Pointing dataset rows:
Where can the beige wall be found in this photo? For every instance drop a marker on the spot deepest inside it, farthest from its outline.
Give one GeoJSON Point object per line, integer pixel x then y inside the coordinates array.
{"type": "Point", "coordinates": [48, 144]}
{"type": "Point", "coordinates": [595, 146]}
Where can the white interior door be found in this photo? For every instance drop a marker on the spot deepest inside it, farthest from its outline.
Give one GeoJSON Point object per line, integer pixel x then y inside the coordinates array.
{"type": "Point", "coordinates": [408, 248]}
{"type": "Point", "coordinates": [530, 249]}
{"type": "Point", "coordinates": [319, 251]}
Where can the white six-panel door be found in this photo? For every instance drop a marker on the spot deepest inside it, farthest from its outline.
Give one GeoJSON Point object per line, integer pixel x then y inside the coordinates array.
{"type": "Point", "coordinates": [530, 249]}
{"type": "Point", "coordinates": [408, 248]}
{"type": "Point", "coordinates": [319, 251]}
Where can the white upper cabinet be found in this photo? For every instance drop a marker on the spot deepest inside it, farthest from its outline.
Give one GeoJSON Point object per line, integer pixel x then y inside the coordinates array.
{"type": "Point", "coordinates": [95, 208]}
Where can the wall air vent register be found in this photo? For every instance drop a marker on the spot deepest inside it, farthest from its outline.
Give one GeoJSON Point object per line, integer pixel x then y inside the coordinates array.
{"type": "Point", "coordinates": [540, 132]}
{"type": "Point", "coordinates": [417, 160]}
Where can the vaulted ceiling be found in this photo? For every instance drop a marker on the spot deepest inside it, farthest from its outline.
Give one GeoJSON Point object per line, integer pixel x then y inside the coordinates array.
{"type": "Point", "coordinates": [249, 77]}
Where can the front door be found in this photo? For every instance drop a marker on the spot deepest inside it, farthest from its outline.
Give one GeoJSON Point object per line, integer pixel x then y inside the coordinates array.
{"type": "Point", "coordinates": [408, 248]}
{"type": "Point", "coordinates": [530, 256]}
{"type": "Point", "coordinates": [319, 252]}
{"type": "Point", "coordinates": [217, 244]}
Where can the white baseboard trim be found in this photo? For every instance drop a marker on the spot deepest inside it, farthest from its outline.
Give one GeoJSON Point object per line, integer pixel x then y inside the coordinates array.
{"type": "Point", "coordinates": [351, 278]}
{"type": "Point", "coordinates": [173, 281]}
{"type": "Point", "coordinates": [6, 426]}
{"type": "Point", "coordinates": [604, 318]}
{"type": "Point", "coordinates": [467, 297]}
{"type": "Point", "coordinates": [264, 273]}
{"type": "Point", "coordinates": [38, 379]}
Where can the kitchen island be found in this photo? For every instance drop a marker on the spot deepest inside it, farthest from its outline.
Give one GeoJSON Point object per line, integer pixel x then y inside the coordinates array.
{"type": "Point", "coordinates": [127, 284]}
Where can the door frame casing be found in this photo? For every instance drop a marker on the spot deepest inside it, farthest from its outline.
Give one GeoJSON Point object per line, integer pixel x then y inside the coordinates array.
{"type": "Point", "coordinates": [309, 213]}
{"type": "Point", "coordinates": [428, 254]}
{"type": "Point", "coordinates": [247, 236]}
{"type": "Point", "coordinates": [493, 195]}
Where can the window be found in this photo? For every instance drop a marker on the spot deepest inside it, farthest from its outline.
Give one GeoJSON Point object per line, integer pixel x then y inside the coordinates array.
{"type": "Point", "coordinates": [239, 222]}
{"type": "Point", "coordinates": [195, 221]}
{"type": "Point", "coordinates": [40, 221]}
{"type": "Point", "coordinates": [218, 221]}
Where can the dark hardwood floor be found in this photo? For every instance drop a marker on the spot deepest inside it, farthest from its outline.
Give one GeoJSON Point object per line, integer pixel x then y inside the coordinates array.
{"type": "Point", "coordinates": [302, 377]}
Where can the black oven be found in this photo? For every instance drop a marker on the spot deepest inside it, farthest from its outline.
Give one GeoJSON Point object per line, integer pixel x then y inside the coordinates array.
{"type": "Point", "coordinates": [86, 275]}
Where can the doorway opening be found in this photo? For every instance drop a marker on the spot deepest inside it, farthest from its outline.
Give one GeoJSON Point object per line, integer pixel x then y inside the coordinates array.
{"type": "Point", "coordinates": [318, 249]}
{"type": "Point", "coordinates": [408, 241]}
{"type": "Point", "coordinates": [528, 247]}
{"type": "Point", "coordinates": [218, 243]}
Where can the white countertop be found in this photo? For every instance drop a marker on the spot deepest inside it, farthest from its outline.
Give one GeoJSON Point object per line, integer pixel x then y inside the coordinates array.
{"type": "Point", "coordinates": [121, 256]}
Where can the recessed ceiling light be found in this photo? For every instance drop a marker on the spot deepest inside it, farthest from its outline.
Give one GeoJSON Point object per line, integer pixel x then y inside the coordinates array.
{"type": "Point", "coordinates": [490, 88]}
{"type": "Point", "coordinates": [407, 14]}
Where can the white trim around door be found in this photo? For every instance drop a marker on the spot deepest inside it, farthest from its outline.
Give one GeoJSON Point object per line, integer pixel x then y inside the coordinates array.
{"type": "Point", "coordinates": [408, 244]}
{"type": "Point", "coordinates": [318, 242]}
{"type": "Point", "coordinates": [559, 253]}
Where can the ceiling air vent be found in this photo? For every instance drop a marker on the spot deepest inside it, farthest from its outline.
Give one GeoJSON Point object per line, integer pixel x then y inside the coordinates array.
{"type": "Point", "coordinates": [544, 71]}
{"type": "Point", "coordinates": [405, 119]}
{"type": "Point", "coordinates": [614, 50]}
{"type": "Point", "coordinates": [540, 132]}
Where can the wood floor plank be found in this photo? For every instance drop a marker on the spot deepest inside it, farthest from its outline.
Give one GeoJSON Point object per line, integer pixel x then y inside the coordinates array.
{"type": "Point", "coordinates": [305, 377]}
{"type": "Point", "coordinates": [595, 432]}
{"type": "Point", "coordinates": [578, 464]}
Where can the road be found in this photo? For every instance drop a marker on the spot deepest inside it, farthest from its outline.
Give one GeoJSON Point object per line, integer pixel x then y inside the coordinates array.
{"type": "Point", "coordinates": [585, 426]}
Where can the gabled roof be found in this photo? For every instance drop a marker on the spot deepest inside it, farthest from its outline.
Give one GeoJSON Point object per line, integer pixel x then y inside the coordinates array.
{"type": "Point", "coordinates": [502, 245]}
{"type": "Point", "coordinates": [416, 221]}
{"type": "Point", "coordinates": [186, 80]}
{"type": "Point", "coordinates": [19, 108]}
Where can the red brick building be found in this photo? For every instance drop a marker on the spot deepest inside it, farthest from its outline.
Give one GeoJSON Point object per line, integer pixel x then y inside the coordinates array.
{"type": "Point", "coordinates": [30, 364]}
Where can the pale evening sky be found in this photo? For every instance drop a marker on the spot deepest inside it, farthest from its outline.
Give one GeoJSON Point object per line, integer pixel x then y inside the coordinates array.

What you have to do: Rewrite every row, swapping "drop a marker" for "place a point" wherever it appears and changing nothing else.

Correct result:
Where can the beige wall be found in this photo? For every instance place a point on the spot deepest inside it, farthest from its outline.
Give one GeoJSON Point object per line, integer pixel x then y inside the coordinates array.
{"type": "Point", "coordinates": [48, 144]}
{"type": "Point", "coordinates": [595, 146]}
Where can the white interior door be found in this photo? For every instance place a point on the spot deepest inside it, farthest from its outline.
Give one GeoJSON Point object per line, integer pixel x then y inside the coordinates array.
{"type": "Point", "coordinates": [408, 248]}
{"type": "Point", "coordinates": [530, 249]}
{"type": "Point", "coordinates": [319, 251]}
Where can the white six-panel door be found in this photo? For every instance place a point on the spot deepest inside it, farthest from its outline.
Give one GeoJSON Point object per line, integer pixel x then y inside the coordinates array.
{"type": "Point", "coordinates": [530, 249]}
{"type": "Point", "coordinates": [408, 248]}
{"type": "Point", "coordinates": [319, 251]}
Where can the white upper cabinet be found in this photo? For every instance place a point on the spot deepest inside it, farthest from its outline.
Give one GeoJSON Point object per line, integer pixel x then y inside the coordinates array.
{"type": "Point", "coordinates": [95, 208]}
Where can the wall air vent register be found in this photo? For every instance place a point on the spot deepest inside it, farthest from its outline.
Give one GeoJSON Point object per line, integer pixel x then y inside the coordinates array.
{"type": "Point", "coordinates": [540, 132]}
{"type": "Point", "coordinates": [417, 160]}
Where can the vaulted ceiling be found in this photo? For every instance place a point on the spot deepest inside it, farthest from its outline.
Give one GeoJSON Point object per line, integer pixel x then y inside the coordinates array.
{"type": "Point", "coordinates": [249, 77]}
Where can the front door be found in this photo? For every instance place a point on the spot deepest inside it, farthest from its outline.
Give one GeoJSON Point object per line, integer pixel x then y inside the coordinates array.
{"type": "Point", "coordinates": [408, 248]}
{"type": "Point", "coordinates": [530, 256]}
{"type": "Point", "coordinates": [319, 252]}
{"type": "Point", "coordinates": [217, 244]}
Where can the white baseboard trim be found in this photo? For every instance place a point on the spot deepest inside it, farthest from its outline.
Give one GeoJSON Point object per line, integer pixel x then y inside the coordinates array.
{"type": "Point", "coordinates": [351, 278]}
{"type": "Point", "coordinates": [173, 281]}
{"type": "Point", "coordinates": [6, 426]}
{"type": "Point", "coordinates": [604, 318]}
{"type": "Point", "coordinates": [467, 297]}
{"type": "Point", "coordinates": [264, 273]}
{"type": "Point", "coordinates": [38, 379]}
Where can the kitchen island be found in this photo? For every instance place a point on the spot deepest inside it, farthest from its outline.
Give one GeoJSON Point object per line, integer pixel x then y inside the coordinates array.
{"type": "Point", "coordinates": [127, 284]}
Where can the door frame casing be found in this photo? For every instance place a point on the spot deepest inside it, farthest from its outline.
Give one GeoJSON Point object per line, integer pixel x then y inside the coordinates array.
{"type": "Point", "coordinates": [309, 213]}
{"type": "Point", "coordinates": [428, 254]}
{"type": "Point", "coordinates": [247, 236]}
{"type": "Point", "coordinates": [493, 195]}
Where can the window be found in this photo? For every instance place a point on the spot deepest inside it, farthest from its outline.
Give one GeoJSON Point object per line, integer pixel x then y inside the coordinates array.
{"type": "Point", "coordinates": [239, 222]}
{"type": "Point", "coordinates": [195, 221]}
{"type": "Point", "coordinates": [40, 221]}
{"type": "Point", "coordinates": [218, 221]}
Where can the dark hardwood floor be found in this photo? For every instance place a point on the spot deepest inside it, farthest from its outline.
Give one GeoJSON Point object per line, integer pixel x then y inside the coordinates array.
{"type": "Point", "coordinates": [302, 377]}
Where can the black oven be found in this photo? For every instance place a point on the spot deepest inside it, farthest from its outline.
Give one GeoJSON Point object per line, integer pixel x then y inside the coordinates array.
{"type": "Point", "coordinates": [86, 275]}
Where can the doorway opening be found in this photo? For every instance place a point on the spot deepest inside it, farthest from its outline.
Give one GeoJSON Point object per line, integer pixel x then y inside the coordinates array.
{"type": "Point", "coordinates": [318, 249]}
{"type": "Point", "coordinates": [408, 241]}
{"type": "Point", "coordinates": [528, 247]}
{"type": "Point", "coordinates": [218, 243]}
Where can the white countertop be found in this photo? For every instance place a point on the spot deepest inside it, farthest from its outline.
Give one GeoJSON Point object per line, integer pixel x then y inside the coordinates array.
{"type": "Point", "coordinates": [121, 256]}
Where can the recessed ceiling light be found in this photo? For every instance place a point on the spot deepest inside it, farthest from its outline.
Give one GeoJSON Point object per line, integer pixel x then y inside the coordinates array.
{"type": "Point", "coordinates": [490, 88]}
{"type": "Point", "coordinates": [407, 14]}
Where can the white trim around door be found in this photo? For every instance place a point on the spot deepest inside it, farthest from its outline.
Give one GeoJSON Point object per line, integer pixel x then y inside the coordinates array.
{"type": "Point", "coordinates": [408, 244]}
{"type": "Point", "coordinates": [318, 242]}
{"type": "Point", "coordinates": [559, 253]}
Where can the ceiling air vent be found in this photo? For every instance place a point on the spot deepest inside it, farthest from its outline.
Give one GeoJSON Point object per line, integer pixel x then y inside the coordinates array.
{"type": "Point", "coordinates": [544, 71]}
{"type": "Point", "coordinates": [405, 119]}
{"type": "Point", "coordinates": [614, 50]}
{"type": "Point", "coordinates": [540, 132]}
Where can the wood floor plank be found in this photo? For every instance place a point on the spot deepest inside it, farthest from its outline.
Give one GeoJSON Point object per line, integer pixel x then y inside the coordinates array.
{"type": "Point", "coordinates": [305, 377]}
{"type": "Point", "coordinates": [595, 432]}
{"type": "Point", "coordinates": [578, 464]}
Where can the road be found in this photo? For every instance place a point on the spot deepest inside it, farthest from its outline.
Give one GeoJSON Point object per line, integer pixel x then y inside the coordinates array.
{"type": "Point", "coordinates": [585, 426]}
Where can the gabled roof be found in this photo? For every instance place a point on the spot deepest inside it, farthest from its outline.
Give one GeoJSON Point object per line, integer pixel x then y inside the coordinates array.
{"type": "Point", "coordinates": [502, 245]}
{"type": "Point", "coordinates": [416, 221]}
{"type": "Point", "coordinates": [186, 80]}
{"type": "Point", "coordinates": [19, 108]}
Where can the red brick building be found in this photo? For every instance place a point on the spot deepest inside it, farthest from its outline.
Give one GeoJSON Point object per line, integer pixel x then y inside the coordinates array.
{"type": "Point", "coordinates": [30, 364]}
Where can the pale evening sky be found in this photo? For every instance place a point on the spot deepest inside it, farthest from its outline.
Give one GeoJSON Point object per line, integer pixel x then y inside the coordinates array.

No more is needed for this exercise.